■ Data provided
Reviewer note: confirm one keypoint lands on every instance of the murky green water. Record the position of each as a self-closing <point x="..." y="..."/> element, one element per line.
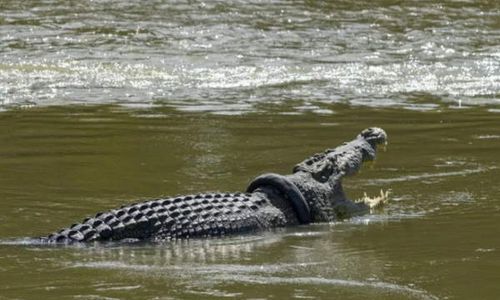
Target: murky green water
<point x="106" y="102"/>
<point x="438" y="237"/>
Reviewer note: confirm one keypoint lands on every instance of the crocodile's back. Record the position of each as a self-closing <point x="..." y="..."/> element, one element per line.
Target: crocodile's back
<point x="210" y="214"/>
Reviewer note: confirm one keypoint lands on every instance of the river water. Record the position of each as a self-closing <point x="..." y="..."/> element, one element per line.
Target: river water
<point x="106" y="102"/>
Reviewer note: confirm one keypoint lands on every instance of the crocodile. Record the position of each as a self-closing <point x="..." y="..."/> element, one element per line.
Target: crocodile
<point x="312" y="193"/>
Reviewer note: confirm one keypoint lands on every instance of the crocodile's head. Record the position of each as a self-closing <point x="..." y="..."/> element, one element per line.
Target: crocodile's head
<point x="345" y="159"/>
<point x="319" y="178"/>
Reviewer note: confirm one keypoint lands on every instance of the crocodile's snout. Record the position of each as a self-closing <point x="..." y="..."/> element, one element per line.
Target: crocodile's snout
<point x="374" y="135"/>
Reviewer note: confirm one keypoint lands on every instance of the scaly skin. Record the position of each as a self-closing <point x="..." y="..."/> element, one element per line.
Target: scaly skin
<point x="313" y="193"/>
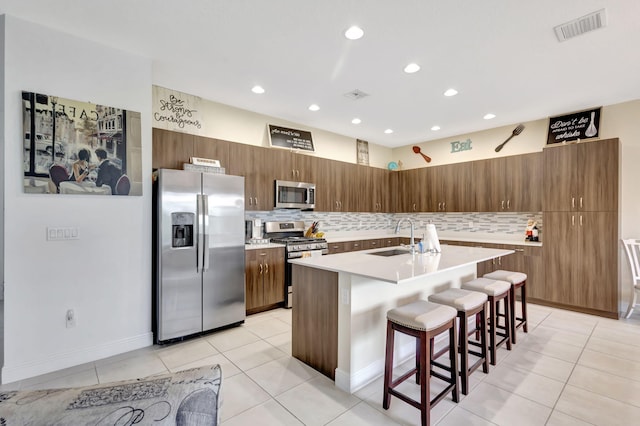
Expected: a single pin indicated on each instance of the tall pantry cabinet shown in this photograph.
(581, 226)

==

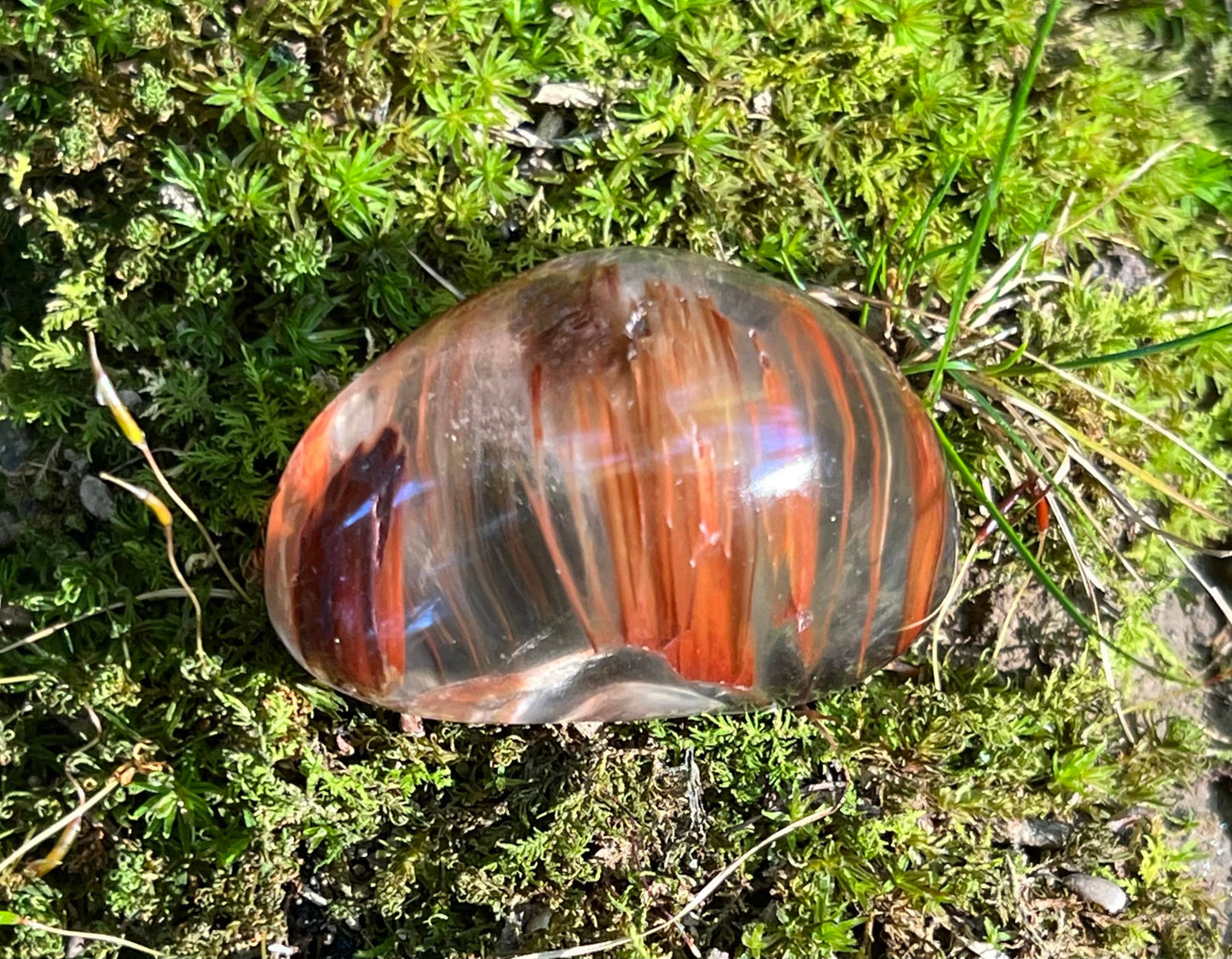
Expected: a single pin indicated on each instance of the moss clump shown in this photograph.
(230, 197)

■ Prompt
Write down, word for word, the lines above from the one containing "Target: river water" through the one containing "the crocodile's head.", both ends included.

■ Solved problem
Target: river water
<point x="106" y="102"/>
Reviewer note: confirm one keypoint lands on every instance of the crocodile. Record the position of each as a self-closing <point x="..." y="..."/> element, one element per line.
Target: crocodile
<point x="312" y="193"/>
Reviewer note: confirm one keypoint lands on every instance of the crocodile's head. Record the position of each as a self-closing <point x="..." y="..."/> element, one element per line.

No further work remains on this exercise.